----- SOURCE EXCERPT

# Cars Cars Cars



## Hellrazor (Jun 18, 2006)

Hi all, well my car is in the shop - Head Gasket it looks like and I know there is some other "stuff" wrong with it. Its a 95 Grand Am so its looking like its time for her to go to vehicle Heaven (or Hell but she was a good car) Anyway, I have changed the head gaskets 2 other times since owning her (once was covered under warranty) so Im NOT doing it again. 

My question: I have always wanted a New G6 or Hybrid Civic, due to financial circumstances and this happening quicker than originally anticipated, I will have to lower my expectations. 
I have been looking for a car that "looks" like the G6 but will cost me half the price per month. I looked at the Toyota Corolla and Kia Spectra LX Convenience. They are both in my price range. 

Any suggesstions, comments or perhaps you take on these or any other vechicles I may seek out. 

Thanks!

----------

» **WRITTEN TASK**
In the car forum post, which two cars did the poster look at that fit their price range? The data after this point has nothing to do with the car forum post.

----- RECORDED DATA

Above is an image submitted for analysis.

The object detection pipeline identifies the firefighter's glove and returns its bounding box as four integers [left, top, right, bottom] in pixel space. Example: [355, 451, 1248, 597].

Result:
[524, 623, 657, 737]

----------

» **THE SOLUTION**
The Toyota Corolla and the Kia Spectra LX Convenience.